In positive news, 2012 will be hard-pressed to suck as bad as 2011. I have great things going on. I started working full-time in January for a company that does DNA sequencing. I absolutely love my job. I work with an awesome, fun bunch of people and get to be part of exciting things. The pay is good, the benefits are great, and… Yeah. I’ll have to tell the story of how I got the job, sometime. It was fortuitous, to say the least.
The Girl Child started preschool when I started working, and she’s doing really well. I’m very, very happy with her school, and it’s been good for her to spend more time around… Humans Other Than Mom.
And since I’m sure one of y’all smartasses is gonna ask: Yes, I am dating someone. And he’s friggin’ awesome. We’ve been friends for some time. Turns out people can be nice to each other in a relationship. And they can communicate about things.
I’m happier and more relaxed now, too. I’m not just saying that… Everyone has noticed. People who used to affectionately refer to me as “the bitchy sister” now say things like “You’re all… nice… and shit… it’s so weird…”
So! Go me.
Go you!
It sounds like you are going through the same crap I am. Minus the kid, and the dating. And I’m still a bitch or a bastard or whatever the male equivalent of a bitch is.
I keep joking: Hey, I’m part of the 50%!
The kid definitely complicates things. Don’t get me wrong: I’m glad everything went the way it did, because I’m glad she’s here. That said, I’m sorry she’s inevitably in the middle of all of it, and it does throw a monkey wrench in the notions of post-relationship “freedom.” We certainly didn’t make a mistake in choosing each other as suitable parents, since we’re both very committed to being present and involved; but, that also means we’re kinda stuck in the same AO so long as we both want to be hands-on year-round.
I knew I didn’t WANT to be a bitch, I was just kinda pigeonholed into it between everyone having decided that’s just how I was, and living in a constant state of stress/frustration. When that stuff was (mostly) lifted off my shoulders, it came much more naturally to just… be nice. And happy. It’s peaceful.
The dating will come, if you want it to. This was a right-place right-time sorta thing with a great friend who was a perfect match. I was frankly apprehensive about getting right into a relationship with a lot of potential to be a serious thing, and even more worried about the perception (or reality) of a “rebound” relationship, but I already knew he was pretty special and didn’t want to shoot myself in the foot over what-ifs. He’s been patient and supportive and long-suffering through the whole roller-coaster process. I don’t think I’d be dating just yet if this particular person weren’t in the picture, but I’m sure glad he is.

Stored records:
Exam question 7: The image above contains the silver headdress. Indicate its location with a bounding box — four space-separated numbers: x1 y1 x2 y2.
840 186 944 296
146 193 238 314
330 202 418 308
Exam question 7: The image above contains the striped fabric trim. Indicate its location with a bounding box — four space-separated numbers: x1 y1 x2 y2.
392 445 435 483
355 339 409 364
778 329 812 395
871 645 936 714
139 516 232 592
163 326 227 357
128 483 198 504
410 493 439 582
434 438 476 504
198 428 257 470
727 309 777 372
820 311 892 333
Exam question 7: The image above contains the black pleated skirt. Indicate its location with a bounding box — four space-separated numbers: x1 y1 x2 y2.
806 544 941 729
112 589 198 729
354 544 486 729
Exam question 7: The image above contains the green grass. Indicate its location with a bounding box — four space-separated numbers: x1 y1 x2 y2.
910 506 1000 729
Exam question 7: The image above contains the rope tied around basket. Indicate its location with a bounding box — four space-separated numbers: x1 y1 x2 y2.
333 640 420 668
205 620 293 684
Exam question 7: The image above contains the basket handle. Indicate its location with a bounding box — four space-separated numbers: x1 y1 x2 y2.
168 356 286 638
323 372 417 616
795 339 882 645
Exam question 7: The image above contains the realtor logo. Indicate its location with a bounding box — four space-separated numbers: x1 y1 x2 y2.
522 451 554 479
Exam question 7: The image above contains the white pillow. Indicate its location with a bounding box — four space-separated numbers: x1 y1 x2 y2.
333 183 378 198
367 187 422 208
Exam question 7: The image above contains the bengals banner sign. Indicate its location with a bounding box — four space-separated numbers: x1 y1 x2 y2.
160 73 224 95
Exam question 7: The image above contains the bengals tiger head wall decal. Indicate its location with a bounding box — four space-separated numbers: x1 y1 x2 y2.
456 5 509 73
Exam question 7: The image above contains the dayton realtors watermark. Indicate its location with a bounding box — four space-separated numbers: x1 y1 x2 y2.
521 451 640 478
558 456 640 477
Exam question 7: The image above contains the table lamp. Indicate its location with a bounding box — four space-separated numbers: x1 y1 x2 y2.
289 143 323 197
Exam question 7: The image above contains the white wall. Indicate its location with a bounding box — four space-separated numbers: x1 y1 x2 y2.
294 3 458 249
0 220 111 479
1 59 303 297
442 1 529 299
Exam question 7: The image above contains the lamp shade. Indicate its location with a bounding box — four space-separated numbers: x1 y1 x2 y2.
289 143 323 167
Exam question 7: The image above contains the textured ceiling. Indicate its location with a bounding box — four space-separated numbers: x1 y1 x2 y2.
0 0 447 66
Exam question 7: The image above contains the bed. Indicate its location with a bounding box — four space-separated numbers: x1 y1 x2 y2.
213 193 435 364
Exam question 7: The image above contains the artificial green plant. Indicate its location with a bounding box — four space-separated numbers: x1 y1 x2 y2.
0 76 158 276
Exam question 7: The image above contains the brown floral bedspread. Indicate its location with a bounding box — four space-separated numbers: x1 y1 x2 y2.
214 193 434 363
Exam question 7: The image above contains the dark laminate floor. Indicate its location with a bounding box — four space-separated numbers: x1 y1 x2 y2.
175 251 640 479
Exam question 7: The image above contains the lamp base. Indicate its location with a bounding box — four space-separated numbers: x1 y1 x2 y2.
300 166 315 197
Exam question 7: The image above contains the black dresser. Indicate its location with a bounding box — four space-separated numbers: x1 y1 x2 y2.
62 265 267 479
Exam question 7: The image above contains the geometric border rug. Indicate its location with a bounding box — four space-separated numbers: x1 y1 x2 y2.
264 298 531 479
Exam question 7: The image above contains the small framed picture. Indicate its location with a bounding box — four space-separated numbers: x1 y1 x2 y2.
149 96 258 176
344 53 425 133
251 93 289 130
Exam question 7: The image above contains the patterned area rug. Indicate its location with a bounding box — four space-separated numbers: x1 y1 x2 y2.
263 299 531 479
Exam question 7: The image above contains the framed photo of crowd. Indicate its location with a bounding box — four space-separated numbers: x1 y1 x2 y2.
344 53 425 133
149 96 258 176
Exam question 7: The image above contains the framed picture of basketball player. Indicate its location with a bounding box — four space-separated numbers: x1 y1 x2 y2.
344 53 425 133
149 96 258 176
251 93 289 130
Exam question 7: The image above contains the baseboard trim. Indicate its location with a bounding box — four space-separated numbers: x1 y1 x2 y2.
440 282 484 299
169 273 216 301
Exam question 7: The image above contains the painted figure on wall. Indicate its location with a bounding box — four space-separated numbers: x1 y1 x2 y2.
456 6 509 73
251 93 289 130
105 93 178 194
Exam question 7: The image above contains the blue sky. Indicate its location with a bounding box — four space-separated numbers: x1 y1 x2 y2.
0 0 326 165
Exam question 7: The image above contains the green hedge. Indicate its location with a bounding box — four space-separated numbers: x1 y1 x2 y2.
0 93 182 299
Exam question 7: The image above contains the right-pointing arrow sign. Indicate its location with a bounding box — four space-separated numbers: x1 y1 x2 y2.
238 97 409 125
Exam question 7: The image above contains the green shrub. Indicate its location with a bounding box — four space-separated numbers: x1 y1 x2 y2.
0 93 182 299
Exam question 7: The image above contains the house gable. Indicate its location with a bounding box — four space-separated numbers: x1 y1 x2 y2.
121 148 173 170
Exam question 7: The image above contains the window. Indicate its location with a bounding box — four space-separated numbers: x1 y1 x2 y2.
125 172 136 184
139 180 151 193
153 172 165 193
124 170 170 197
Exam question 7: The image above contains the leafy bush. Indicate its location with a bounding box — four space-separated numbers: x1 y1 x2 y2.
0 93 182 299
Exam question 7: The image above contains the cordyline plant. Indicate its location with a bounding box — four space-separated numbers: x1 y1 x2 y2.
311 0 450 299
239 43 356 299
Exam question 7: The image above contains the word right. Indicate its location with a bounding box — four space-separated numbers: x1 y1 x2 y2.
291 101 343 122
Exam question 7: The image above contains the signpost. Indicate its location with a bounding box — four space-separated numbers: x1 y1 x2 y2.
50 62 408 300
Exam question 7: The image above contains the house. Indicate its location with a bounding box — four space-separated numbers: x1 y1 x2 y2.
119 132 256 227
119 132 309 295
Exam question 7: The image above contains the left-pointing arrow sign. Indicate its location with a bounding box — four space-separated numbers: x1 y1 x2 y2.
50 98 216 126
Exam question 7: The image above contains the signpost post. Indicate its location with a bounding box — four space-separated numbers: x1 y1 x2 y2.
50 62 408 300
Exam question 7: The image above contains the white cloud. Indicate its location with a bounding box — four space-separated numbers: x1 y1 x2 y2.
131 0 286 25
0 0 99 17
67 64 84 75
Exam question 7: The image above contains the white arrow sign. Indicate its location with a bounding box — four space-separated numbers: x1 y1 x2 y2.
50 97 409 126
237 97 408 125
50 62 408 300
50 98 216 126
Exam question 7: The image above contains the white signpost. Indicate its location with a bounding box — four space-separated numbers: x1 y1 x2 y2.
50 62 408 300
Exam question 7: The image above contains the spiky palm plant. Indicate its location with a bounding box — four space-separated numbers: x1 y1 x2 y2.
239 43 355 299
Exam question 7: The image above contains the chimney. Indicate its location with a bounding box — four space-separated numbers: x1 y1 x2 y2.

Prompt 1: According to the blog post, what kind of company did the writer start working for full-time in January?
Prompt 2: Write out the portion of the blog post that begins at the words "The kid definitely" and stops after "be hands-on year-round.".

Final answer 1: A company that does DNA sequencing.

Final answer 2:
The kid definitely complicates things. Don’t get me wrong: I’m glad everything went the way it did, because I’m glad she’s here. That said, I’m sorry she’s inevitably in the middle of all of it, and it does throw a monkey wrench in the notions of post-relationship “freedom.” We certainly didn’t make a mistake in choosing each other as suitable parents, since we’re both very committed to being present and involved; but, that also means we’re kinda stuck in the same AO so long as we both want to be hands-on year-round.